Faut-il attendre le soir?

Le soir commence lorsque les voitures se font rares. C’est une expérience de l’infini comme temps. Car on sent bien, en attendant, qu’il n’y a au fond aucune raison pour qu’une voiture passe. On sent qu’avec la nuit vient le moment définitif où aucune voiture ne viendra plus. Et peut-être est-ce là l’infini, cette lente et inexorable approche de l’absolue finitude. Peut-être que le seul infini est la certitude que bientôt, il n’y aura plus rien.

On n’est jamais qu’à quelques heures du désert. Il suffit de se mettre n’importe où et d’attendre pour qu’invariablement le désert se produise. Mais le bord de route sans voiture est plus désert que n’importe quel désert, parce que le passage des voitures qui ne passent pas est gravé dans le sol : tout est conçu, ici, pour ce passage qui n’a pas lieu. C’est un désert désaffecté.

▶ Entrées fournies:
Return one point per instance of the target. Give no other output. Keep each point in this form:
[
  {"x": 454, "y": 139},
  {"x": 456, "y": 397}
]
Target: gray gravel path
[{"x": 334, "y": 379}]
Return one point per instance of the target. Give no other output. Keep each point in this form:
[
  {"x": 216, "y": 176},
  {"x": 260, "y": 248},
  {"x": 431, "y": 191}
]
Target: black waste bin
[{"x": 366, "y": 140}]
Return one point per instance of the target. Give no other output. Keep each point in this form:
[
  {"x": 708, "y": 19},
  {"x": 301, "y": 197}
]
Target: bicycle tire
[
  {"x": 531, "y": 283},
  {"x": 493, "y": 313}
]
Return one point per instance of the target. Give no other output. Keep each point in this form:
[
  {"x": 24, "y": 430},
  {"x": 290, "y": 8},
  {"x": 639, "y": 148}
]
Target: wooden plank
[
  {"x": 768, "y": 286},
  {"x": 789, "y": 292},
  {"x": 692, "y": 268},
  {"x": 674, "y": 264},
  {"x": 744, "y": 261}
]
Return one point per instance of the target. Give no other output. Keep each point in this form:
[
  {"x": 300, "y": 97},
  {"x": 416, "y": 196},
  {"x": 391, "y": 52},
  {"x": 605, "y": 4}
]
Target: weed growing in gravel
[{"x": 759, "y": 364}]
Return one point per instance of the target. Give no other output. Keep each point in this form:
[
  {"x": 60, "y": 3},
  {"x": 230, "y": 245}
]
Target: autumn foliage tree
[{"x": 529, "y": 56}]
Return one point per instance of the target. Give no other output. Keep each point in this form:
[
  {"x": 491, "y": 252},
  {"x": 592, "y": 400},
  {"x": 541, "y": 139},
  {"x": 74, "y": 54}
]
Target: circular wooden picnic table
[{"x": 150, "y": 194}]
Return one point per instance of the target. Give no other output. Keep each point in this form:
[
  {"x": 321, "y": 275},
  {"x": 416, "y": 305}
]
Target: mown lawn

▶ Consignes:
• A. Relevez, dans l’extrait sur l’attente au bord de la route, toutes les phrases qui contiennent le mot « voiture », au singulier ou au pluriel.
• B. Recopiez le passage de l’extrait compris entre « Le soir commence » et « aura plus rien. », bornes incluses, en remplaçant « la nuit » par « l’obscurité ».

▶ Corrigés:
• A.
- Le soir commence lorsque les voitures se font rares.
- Car on sent bien, en attendant, qu’il n’y a au fond aucune raison pour qu’une voiture passe.
- On sent qu’avec la nuit vient le moment définitif où aucune voiture ne viendra plus.
- Mais le bord de route sans voiture est plus désert que n’importe quel désert, parce que le passage des voitures qui ne passent pas est gravé dans le sol : tout est conçu, ici, pour ce passage qui n’a pas lieu.

• B.
Le soir commence lorsque les voitures se font rares. C’est une expérience de l’infini comme temps. Car on sent bien, en attendant, qu’il n’y a au fond aucune raison pour qu’une voiture passe. On sent qu’avec l’obscurité vient le moment définitif où aucune voiture ne viendra plus. Et peut-être est-ce là l’infini, cette lente et inexorable approche de l’absolue finitude. Peut-être que le seul infini est la certitude que bientôt, il n’y aura plus rien.